Work to complete: Report all lines of the data below that hold the word "tree".

Provided material:

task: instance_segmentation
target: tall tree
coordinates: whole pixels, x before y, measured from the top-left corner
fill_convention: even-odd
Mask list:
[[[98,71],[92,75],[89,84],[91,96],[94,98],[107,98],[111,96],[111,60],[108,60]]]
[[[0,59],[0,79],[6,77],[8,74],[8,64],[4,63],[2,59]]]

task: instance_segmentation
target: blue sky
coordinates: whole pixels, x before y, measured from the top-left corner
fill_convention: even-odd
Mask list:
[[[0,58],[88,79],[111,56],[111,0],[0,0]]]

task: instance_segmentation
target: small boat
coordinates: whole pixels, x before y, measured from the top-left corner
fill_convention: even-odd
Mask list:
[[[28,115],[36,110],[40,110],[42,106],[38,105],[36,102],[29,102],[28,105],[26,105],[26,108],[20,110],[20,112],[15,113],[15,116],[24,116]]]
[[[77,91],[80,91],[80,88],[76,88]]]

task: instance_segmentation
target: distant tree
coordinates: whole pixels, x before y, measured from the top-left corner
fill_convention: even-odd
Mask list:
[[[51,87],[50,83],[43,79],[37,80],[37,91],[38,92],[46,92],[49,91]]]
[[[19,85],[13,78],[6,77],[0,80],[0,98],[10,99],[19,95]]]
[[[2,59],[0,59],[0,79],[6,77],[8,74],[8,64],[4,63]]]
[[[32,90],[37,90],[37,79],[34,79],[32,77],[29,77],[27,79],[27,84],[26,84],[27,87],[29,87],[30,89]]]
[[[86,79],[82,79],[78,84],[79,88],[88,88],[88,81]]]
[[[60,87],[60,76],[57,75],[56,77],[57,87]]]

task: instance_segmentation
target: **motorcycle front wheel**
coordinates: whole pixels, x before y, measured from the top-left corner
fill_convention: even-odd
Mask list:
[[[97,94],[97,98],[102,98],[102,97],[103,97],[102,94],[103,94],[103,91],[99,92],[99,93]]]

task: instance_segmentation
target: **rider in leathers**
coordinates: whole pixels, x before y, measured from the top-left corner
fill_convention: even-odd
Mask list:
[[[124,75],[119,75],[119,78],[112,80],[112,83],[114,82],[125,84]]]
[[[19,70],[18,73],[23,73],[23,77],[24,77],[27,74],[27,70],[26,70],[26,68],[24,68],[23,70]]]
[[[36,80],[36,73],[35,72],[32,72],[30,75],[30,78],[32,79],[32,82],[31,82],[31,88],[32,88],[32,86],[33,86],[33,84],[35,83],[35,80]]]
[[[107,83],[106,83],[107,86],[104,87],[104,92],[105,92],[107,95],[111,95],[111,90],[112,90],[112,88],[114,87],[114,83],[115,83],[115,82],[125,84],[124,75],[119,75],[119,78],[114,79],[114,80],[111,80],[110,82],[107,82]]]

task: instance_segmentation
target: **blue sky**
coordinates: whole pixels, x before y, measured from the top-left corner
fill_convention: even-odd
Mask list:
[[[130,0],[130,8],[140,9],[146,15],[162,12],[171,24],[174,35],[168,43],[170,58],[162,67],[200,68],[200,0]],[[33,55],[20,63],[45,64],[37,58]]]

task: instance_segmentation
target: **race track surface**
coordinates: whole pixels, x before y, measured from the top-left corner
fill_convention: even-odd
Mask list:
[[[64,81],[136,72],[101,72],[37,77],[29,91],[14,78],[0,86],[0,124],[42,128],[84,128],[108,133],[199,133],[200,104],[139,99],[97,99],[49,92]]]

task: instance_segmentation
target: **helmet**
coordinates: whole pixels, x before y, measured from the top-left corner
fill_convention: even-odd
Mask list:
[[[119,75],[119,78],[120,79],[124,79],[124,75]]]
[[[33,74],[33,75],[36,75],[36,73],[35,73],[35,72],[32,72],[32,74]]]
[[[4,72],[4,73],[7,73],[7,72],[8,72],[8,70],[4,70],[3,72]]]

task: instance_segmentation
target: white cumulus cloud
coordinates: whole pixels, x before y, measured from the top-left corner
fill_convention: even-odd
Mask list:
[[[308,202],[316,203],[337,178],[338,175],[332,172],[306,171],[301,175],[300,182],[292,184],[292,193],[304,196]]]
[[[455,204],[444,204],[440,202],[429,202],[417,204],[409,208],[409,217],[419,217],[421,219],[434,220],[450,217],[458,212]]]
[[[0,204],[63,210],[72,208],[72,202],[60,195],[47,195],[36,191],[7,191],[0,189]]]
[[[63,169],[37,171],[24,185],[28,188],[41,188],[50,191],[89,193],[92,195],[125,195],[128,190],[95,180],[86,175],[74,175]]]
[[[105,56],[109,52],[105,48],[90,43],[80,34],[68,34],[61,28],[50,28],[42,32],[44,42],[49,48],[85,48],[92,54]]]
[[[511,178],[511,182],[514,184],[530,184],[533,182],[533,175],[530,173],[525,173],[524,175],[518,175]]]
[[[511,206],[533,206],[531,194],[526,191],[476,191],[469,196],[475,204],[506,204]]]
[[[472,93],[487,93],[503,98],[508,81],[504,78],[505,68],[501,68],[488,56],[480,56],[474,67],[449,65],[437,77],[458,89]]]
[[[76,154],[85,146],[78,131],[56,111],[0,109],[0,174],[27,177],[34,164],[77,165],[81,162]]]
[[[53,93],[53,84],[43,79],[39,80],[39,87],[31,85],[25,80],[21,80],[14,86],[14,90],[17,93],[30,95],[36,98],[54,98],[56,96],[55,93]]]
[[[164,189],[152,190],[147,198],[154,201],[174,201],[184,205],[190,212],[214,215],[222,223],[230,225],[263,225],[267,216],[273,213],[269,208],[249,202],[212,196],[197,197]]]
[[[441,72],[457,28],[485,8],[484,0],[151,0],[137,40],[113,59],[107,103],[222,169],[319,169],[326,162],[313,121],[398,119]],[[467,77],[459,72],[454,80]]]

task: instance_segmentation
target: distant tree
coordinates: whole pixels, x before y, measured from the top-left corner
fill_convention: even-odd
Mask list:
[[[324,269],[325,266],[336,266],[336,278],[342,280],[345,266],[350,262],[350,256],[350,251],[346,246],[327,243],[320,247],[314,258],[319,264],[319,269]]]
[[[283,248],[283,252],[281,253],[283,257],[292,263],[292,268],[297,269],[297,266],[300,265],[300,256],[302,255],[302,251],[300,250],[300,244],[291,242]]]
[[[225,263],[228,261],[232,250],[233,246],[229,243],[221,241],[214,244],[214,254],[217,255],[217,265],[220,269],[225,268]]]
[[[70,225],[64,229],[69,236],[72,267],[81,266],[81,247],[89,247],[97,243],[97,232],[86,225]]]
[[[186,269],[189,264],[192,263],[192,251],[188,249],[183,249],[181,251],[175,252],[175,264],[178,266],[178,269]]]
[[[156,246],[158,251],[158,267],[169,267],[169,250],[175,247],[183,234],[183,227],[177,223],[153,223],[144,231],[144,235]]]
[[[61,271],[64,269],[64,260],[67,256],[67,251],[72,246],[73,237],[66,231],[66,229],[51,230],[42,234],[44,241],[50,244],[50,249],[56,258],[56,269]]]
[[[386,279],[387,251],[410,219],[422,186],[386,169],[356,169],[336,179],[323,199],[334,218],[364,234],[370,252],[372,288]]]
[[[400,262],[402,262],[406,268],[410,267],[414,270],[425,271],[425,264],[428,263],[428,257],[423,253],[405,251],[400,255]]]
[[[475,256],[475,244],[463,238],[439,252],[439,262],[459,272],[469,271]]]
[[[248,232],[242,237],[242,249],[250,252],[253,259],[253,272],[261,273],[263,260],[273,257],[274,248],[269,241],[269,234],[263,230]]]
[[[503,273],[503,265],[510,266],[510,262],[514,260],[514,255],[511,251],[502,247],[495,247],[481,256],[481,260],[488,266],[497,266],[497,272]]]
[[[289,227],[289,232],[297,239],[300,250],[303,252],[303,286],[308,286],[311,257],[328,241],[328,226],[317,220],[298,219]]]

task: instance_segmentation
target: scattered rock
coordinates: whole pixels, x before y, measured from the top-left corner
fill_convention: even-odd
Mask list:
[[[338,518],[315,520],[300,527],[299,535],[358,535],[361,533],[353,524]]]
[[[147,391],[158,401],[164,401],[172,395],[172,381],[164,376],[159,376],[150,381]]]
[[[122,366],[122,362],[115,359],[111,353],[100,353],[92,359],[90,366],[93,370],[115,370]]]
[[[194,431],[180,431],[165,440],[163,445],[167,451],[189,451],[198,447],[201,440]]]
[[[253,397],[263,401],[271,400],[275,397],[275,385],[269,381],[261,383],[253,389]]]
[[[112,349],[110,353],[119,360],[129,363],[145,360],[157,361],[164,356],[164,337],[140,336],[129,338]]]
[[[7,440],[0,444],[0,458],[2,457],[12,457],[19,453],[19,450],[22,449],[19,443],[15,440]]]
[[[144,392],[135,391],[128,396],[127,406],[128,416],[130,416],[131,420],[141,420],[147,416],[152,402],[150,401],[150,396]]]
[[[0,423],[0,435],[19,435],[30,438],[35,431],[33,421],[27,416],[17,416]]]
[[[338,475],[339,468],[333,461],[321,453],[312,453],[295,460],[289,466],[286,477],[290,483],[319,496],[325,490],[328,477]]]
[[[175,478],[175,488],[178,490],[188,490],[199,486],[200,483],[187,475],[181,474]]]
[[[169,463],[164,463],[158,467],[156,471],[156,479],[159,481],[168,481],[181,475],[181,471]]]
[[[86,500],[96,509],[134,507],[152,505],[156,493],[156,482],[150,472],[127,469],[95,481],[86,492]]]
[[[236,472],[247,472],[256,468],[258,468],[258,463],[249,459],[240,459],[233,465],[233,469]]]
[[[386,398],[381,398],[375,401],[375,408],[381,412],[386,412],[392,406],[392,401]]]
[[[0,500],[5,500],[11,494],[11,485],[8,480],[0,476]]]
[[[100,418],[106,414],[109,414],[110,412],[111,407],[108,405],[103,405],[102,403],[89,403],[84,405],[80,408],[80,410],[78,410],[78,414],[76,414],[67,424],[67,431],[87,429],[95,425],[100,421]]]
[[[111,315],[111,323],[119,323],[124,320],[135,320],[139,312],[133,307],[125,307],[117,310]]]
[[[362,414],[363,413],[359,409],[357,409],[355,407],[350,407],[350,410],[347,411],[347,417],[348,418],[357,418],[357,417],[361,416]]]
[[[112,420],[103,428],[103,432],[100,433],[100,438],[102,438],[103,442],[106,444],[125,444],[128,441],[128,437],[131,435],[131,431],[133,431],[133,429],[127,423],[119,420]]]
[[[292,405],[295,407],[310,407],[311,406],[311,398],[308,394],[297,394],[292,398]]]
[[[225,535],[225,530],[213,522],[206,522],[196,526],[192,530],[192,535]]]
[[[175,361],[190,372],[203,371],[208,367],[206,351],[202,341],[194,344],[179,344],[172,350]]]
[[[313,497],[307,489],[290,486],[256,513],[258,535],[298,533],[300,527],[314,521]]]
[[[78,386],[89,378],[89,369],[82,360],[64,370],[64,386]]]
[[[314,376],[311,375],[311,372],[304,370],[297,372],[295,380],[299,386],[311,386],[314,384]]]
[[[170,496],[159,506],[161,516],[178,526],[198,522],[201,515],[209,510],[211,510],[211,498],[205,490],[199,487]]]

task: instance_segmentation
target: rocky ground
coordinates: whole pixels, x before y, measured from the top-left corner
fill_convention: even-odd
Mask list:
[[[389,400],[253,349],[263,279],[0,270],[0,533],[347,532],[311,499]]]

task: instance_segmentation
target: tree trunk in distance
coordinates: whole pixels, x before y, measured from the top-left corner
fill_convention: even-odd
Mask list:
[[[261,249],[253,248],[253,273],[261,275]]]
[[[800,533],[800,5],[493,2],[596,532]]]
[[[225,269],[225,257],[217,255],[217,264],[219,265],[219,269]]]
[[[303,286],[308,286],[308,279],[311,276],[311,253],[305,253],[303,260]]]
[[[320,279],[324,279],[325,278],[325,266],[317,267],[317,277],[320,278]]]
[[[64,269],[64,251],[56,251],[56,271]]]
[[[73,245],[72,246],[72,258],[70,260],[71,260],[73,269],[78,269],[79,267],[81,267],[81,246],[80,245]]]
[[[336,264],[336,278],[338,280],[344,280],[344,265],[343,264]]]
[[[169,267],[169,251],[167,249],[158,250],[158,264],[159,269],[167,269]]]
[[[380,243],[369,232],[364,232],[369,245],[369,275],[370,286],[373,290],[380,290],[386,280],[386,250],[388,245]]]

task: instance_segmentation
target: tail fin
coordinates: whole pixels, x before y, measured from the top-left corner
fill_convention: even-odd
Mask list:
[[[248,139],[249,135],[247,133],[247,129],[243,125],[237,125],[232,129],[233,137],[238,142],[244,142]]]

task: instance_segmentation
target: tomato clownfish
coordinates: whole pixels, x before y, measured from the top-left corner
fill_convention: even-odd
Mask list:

Result for this task:
target: tall tree
target: distant tree
target: distant tree
target: tree trunk in distance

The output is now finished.